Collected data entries

::::::::

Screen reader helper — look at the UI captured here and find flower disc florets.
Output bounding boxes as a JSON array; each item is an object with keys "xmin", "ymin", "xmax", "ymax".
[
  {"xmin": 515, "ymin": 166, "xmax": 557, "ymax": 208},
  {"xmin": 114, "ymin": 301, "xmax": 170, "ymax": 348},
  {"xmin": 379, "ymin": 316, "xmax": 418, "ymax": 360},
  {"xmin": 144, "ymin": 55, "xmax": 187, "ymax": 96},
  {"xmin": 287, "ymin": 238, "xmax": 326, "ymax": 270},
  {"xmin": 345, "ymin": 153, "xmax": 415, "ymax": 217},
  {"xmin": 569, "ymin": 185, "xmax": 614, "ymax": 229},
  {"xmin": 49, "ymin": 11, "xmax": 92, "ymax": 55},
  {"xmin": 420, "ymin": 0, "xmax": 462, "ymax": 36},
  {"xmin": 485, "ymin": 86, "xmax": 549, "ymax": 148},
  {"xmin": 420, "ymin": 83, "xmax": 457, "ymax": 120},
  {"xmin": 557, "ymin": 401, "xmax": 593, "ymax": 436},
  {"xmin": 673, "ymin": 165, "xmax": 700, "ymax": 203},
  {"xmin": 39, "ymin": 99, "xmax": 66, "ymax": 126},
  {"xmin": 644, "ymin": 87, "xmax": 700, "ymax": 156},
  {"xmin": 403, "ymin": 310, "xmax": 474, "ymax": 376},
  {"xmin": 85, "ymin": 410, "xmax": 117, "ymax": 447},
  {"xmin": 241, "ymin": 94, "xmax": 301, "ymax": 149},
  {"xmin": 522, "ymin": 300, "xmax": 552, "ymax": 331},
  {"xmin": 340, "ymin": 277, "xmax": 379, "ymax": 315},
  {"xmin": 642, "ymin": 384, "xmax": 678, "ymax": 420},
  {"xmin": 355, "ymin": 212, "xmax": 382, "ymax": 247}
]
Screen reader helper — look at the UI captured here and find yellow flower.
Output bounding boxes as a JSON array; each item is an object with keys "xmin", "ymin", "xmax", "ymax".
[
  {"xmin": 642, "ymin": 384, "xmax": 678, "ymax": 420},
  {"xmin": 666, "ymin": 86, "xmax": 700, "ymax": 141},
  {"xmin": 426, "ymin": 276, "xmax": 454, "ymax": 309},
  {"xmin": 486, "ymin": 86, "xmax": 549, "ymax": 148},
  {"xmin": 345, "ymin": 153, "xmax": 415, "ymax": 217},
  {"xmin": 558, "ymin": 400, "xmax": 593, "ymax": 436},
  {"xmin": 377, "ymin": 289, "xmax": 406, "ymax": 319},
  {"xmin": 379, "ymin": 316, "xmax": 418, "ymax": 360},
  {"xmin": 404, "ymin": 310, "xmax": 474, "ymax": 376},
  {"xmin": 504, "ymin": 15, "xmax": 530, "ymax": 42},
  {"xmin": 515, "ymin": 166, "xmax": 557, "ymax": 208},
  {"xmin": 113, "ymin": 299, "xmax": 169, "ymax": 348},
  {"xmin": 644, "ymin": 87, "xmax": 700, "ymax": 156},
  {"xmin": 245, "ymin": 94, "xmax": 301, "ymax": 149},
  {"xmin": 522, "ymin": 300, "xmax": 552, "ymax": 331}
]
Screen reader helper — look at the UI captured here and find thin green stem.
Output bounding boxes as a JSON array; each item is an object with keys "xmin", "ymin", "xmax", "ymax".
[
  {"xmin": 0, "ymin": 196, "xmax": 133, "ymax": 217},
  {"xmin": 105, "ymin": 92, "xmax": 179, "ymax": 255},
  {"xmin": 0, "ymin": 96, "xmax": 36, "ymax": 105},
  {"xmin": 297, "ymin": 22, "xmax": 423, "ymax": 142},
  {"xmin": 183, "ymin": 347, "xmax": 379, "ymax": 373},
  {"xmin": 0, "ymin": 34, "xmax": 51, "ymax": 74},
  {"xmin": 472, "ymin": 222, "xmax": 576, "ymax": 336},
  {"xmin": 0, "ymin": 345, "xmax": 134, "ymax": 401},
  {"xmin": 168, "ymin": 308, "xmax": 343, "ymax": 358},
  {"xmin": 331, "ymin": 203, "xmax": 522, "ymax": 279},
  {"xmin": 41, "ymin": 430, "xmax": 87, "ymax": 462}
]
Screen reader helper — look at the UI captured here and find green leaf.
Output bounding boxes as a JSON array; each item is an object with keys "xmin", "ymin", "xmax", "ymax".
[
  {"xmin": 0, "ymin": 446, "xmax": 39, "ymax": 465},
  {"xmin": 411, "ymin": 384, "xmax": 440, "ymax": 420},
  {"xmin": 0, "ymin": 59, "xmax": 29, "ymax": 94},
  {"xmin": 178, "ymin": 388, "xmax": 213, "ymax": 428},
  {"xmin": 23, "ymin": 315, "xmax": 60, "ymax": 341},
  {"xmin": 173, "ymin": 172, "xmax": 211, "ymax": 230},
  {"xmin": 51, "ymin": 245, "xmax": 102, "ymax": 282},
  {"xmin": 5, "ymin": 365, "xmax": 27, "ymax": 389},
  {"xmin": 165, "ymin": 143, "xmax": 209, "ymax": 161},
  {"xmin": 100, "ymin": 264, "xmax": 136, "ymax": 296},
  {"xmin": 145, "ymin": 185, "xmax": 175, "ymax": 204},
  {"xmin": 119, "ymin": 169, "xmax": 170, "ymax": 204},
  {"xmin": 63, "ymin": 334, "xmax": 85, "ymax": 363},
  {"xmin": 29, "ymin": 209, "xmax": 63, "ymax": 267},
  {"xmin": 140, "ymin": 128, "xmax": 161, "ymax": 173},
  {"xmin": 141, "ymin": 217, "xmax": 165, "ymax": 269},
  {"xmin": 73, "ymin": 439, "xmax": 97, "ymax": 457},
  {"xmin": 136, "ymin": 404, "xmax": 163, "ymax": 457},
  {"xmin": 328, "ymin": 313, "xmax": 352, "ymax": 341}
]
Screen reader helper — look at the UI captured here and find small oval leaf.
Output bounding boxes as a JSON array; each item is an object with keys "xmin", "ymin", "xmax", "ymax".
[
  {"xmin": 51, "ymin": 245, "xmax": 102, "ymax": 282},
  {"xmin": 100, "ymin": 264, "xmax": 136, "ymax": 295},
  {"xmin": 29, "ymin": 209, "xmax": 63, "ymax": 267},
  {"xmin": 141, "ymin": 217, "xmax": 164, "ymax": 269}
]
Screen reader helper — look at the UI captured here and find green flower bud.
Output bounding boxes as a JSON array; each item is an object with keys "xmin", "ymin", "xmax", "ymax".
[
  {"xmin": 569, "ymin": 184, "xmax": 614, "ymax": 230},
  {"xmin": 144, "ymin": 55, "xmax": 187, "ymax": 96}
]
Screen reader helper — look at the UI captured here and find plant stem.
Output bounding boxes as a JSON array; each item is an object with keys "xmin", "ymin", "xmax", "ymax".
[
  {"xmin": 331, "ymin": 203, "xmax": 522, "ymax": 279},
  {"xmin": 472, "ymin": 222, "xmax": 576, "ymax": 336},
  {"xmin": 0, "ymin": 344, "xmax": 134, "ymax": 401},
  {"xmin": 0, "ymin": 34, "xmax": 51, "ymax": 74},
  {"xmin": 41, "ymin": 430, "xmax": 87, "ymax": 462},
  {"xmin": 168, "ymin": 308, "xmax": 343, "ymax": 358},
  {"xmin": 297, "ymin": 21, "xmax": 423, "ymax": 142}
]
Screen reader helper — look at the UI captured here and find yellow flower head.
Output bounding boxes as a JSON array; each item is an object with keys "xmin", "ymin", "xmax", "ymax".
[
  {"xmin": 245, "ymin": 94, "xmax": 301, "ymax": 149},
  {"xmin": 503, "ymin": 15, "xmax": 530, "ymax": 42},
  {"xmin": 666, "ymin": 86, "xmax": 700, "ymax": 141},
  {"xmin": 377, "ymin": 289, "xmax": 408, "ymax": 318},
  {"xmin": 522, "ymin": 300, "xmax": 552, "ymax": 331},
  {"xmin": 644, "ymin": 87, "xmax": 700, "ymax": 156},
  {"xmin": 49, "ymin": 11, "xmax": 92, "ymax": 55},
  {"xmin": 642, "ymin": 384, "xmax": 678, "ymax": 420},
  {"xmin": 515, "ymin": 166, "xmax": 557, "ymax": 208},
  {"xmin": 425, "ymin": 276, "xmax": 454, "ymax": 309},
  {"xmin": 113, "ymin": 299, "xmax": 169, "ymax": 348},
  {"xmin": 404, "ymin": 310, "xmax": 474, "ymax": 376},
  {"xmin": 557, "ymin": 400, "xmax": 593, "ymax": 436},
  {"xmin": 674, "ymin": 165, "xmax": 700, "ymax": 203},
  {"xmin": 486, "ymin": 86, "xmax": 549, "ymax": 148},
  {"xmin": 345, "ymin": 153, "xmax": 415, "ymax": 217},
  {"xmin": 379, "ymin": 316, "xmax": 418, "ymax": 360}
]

::::::::

- Set exercise
Count the lines in the entries above that contain the word "flower". Reply with the number only.

- Reply
4